Belastingrecht, meervoudige kamer

Locatie: Breda

Zaaknummer BRE 17/5842

uitspraak van 28 februari 2019

Uitspraak als bedoeld in afdeling 8.2.6 van de Algemene wet bestuursrecht (Awb) in het geding tussen

[belanghebbende] , wonende te [woonplaats] ,

belanghebbende,

en

de inspecteur van de Belastingdienst,

de inspecteur.

1 Ontstaan en loop van het geding

1.1.

De inspecteur heeft met dagtekening 26 januari 2017 aan belanghebbende voor het tijdvak 1 november 2013 tot en met 30 september 2015 een naheffingsaanslag omzetbelasting (hierna: OB) opgelegd met aanslagnummer [aanslagnummer] F.01.5501. Bij gelijktijdige beschikking heeft de inspecteur belastingrente in rekening gebracht.

1.2.

Belanghebbende heeft bij brief van 21 augustus 2017, ontvangen bij de rechtbank op 22 augustus 2017, pro forma beroep ingesteld met betrekking tot (onder meer) de onderhavige naheffingsaanslag. Ter zake van het beroep betreffende de naheffingsaanslag heeft de griffier van belanghebbende een griffierecht geheven van € 168.

1.3.

De inspecteur heeft bij uitspraken op bezwaar van 6 oktober 2017 de naheffingsaanslag en de belastingrente verminderd.

1.4.

Bij brief met dagtekening 11 oktober 2017 heeft belanghebbende de gronden van haar beroep aangevuld.

1.5.

De inspecteur heeft een verweerschrift ingediend.

1.6.

De griffier heeft belanghebbende, bij brief van 3 augustus 2018 aan haar advocaat, uitgenodigd om te verschijnen tijdens de zitting op vrijdag 24 augustus 2018. Op 9 augustus 2018 heeft belanghebbende een verdagingsverzoek ingediend en daarbij medische redenen aangevoerd met het verzoek een nieuwe zitting in te plannen na 30 oktober 2018. De rechtbank heeft het verdagingsverzoek toegewezen.

Rijen met coördinaatannotaties
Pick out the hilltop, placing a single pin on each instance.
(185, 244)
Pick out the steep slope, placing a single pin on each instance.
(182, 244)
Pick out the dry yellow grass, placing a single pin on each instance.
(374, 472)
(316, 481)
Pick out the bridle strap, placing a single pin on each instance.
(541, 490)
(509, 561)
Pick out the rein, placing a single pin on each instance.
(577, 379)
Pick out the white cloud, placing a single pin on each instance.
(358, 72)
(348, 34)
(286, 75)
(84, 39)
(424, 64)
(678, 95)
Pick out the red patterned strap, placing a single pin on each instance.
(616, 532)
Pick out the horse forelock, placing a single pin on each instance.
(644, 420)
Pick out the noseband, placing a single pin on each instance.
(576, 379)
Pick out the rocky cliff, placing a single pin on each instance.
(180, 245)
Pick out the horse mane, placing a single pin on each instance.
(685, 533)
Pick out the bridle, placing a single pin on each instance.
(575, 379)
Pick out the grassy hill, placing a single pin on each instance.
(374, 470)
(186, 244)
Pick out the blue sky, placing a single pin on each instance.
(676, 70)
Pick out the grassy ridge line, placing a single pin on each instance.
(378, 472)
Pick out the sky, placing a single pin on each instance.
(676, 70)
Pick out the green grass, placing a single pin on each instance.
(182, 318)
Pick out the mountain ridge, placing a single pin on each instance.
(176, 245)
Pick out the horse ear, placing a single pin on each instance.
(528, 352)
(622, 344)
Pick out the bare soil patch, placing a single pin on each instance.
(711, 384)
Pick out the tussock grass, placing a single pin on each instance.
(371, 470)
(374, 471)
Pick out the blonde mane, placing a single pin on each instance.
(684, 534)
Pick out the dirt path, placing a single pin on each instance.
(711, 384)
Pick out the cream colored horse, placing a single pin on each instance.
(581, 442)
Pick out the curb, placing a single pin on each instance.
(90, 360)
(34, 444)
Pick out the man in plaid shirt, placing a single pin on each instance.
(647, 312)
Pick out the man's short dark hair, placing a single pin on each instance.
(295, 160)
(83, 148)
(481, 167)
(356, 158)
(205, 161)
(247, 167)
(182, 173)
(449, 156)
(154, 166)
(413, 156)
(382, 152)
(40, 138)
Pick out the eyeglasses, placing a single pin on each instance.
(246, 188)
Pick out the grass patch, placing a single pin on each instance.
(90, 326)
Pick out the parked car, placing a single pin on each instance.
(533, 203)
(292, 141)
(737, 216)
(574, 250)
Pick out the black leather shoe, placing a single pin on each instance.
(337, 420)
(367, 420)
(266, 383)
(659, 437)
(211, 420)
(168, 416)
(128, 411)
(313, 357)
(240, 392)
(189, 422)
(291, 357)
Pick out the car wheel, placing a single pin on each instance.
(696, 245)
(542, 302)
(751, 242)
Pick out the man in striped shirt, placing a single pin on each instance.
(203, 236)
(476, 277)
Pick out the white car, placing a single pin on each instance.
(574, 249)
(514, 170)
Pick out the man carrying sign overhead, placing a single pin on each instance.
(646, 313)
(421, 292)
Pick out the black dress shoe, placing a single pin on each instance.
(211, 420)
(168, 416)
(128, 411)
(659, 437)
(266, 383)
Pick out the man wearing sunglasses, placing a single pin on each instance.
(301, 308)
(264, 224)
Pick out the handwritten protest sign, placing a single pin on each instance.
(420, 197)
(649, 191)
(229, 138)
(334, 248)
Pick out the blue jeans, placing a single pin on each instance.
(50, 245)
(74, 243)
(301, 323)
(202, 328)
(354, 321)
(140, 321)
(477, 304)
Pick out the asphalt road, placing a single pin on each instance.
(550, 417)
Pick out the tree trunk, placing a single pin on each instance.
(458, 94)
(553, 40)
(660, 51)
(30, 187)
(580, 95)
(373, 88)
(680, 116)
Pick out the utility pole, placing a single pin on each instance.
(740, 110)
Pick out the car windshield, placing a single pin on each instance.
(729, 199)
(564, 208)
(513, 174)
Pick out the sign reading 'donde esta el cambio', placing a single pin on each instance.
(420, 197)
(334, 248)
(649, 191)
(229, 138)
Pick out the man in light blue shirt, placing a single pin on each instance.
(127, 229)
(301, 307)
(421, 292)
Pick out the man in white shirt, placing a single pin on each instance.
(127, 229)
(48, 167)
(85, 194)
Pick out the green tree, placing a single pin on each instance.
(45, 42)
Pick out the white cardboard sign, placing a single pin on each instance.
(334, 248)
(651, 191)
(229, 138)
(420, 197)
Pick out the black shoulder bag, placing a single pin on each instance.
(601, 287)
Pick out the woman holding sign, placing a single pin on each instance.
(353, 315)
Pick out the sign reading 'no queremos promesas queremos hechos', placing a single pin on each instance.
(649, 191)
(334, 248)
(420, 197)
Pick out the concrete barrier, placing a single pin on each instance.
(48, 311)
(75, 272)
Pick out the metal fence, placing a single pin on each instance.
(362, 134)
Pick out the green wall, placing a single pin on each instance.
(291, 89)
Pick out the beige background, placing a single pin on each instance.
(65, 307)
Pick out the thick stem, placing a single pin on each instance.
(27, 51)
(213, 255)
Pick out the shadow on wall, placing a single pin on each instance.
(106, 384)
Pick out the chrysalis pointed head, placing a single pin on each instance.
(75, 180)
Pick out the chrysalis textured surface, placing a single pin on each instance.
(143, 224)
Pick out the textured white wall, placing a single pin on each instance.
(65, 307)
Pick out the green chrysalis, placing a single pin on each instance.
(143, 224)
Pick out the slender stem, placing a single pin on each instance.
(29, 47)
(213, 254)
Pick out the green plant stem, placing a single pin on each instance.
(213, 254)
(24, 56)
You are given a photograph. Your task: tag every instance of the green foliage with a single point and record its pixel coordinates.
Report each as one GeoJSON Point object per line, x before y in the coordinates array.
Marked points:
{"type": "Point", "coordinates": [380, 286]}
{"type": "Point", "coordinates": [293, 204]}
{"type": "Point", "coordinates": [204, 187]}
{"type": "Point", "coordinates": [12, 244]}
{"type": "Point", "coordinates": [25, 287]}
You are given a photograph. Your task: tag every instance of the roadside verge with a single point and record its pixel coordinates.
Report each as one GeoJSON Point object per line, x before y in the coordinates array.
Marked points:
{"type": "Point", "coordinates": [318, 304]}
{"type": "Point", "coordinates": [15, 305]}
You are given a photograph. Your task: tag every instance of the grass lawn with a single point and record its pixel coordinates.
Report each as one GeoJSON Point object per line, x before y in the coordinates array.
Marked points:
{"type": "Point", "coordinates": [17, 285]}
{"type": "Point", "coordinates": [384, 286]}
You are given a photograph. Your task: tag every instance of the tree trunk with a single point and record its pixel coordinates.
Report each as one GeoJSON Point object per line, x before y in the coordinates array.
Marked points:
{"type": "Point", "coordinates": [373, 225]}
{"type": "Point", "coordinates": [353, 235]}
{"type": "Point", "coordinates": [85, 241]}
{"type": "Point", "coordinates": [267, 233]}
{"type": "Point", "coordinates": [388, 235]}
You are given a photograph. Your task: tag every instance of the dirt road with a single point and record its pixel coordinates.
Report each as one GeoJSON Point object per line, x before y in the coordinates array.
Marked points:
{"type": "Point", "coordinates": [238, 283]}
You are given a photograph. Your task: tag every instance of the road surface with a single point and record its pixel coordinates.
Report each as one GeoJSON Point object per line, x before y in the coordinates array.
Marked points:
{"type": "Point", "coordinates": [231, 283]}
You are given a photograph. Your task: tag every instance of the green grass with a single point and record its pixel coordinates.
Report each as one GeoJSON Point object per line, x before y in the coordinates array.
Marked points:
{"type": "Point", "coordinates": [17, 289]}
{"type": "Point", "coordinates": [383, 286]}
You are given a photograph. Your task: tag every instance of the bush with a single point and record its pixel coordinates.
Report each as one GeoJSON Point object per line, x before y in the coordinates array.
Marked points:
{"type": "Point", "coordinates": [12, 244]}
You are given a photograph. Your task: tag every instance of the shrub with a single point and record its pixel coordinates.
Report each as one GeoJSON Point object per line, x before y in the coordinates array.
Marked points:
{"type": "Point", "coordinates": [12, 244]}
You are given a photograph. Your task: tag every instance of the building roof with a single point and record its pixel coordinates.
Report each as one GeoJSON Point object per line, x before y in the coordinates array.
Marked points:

● **OPDRACHTEN**
1. Beantwoord aan de hand van het tekstfragment de volgende vragen:
(a) Hoeveel griffierecht heeft de griffier van belanghebbende geheven?
(b) Op welke datum heeft de inspecteur uitspraak op bezwaar gedaan?
(c) Na welke datum wilde belanghebbende een nieuwe zitting laten inplannen?
2. Herhaal uit het tekstfragment woordelijk alles vanaf "de inspecteur van" tot en met "in rekening gebracht.".

● **ANTWOORDEN**
1.
(a) € 168
(b) 6 oktober 2017
(c) 30 oktober 2018

2.
de inspecteur van de Belastingdienst,

de inspecteur.

1 Ontstaan en loop van het geding

1.1.

De inspecteur heeft met dagtekening 26 januari 2017 aan belanghebbende voor het tijdvak 1 november 2013 tot en met 30 september 2015 een naheffingsaanslag omzetbelasting (hierna: OB) opgelegd met aanslagnummer [aanslagnummer] F.01.5501. Bij gelijktijdige beschikking heeft de inspecteur belastingrente in rekening gebracht.